● PROVIDED TEXT:

Segment Open

In addition, such support from the UN is tied to its recognition of the legitimacy of authorities and governments therefore contributes to the empowerment of dictatorships and corrupt governments ignoring the national plans provided by civil society actors, activists and organizations on the ground. The UN is then forced to use other channels to facilitate small funds to civil society sometimes.

The funding sector remains affected by the white liberal understanding and perspective of conflict in the region. These countries suffer from a lack of national plans and financial independence to support projects due to the situation on the ground, case-in-point is Syria, where the efforts are limited to groups and actors who have access to such support and fund programmes. These programmes in turn are limited and rigid most of the time especially when they are designed by supporters in a way that includes what is called the Global South; dealing with billions of people outside of their local contexts and imposing packaged imported programmes that don’t necessarily work with the actual needs and requirements of people nor achieve any tangible results.

The Syrian Experience And SFJN’s Programme

In the Syrian context; the efforts to implement the resolution 1325 remain limited and invisible for different reasons, some of them mentioned above. In addition to the scarcity of projects; many actors unfortunately don’t care about such resolutions and might not even know they exist.

At the Syrian Female Journalists Network we have started a programme in 2019 within our field of expertise – media- to provide a background about the resolution 1325, its localization and inclusion in media production. The impact of these efforts are limited due to a number of factors related to capacity, access and difference in the level of knowledge among journalists. Not to mention the level of freedoms and the ability to deal with socially-sensitive issues in media work and how flexible the support programmes and sub-activities are.

Segment Closed

● STORED DATA:
Segment Open

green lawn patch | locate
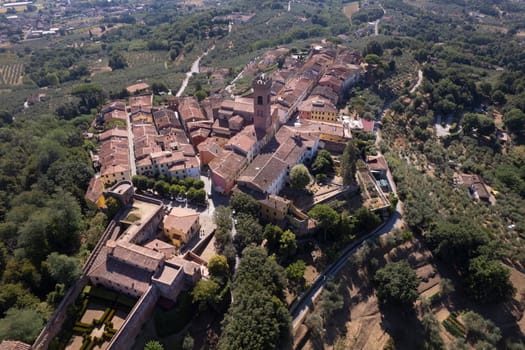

Segment Closed

● TASKS:
A. In the text on resolution 1325 and Syrian civil society, list the factors that the sentence beginning "The impact of these efforts are limited" names as the ones these limits are related to.
B. Continue the text on resolution 1325 and the Syrian Female Journalists Network's media programme, starting after its last sentence.

● WRITTEN ANSWERS:
A.
- Capacity
- Access
- Difference in the level of knowledge among journalists

B.
The organization has been working with two partner organizations: Women Now and Badael and have been tapping into their expertise at different points within the program which has been divided into two stages. The first stage which focused on the training of journalists (men and women) on gender-sensitive journalism in conflict areas, the 1325 resolution as well as digital security, psychological safety and the production of materials related to the topics of the training.

Whereas the second stage focused on the evaluation and analysis of the produced materials and the future development of guidelines based on such examinations.

SFJN’s work has stemmed from its belief that media can cumulatively influence public opinion and trends. Thus, it is highly crucial that those working in the media sector understand the 1325 resolution and its gender-related concepts, and that we find ways to include it in the media discourse, which requires expanding work outside the training realm and moving to a more sustainable and effective work. The inclusion of as many media organizations and workers as possible and the creation of bigger spaces for discussion and dialogue locally and within these contexts -while taking into consideration reality- is also required for the conversation to be fruitful, scalable and with the potential to create channels of communication and feedback.

It is also equally important to impose our own vision (as actors and organizations) on supports to overcome their white-liberal and colonial views of our communities and projects implemented within them sometimes. Having a vision that is ours allows us to consider the real capacity to implement and the actual impact of these programmes without the enforcement of work agendas that don’t align with the local and regional contexts.

Finally, understanding the local context and opening the door for developing projects with local visions doesn’t negate the necessity of creating regional and international coalitions between actors and defenders of women rights for change especially in the countries of the Global South. Such coalitions will aim to make a holistic change and start the actual application of the 1325 resolution foregoing its previous rigid state that is not able to heal societies, and activating it by making a wider group of women, especially the marginalized, partners in the process and opening doors for dialogue and listening.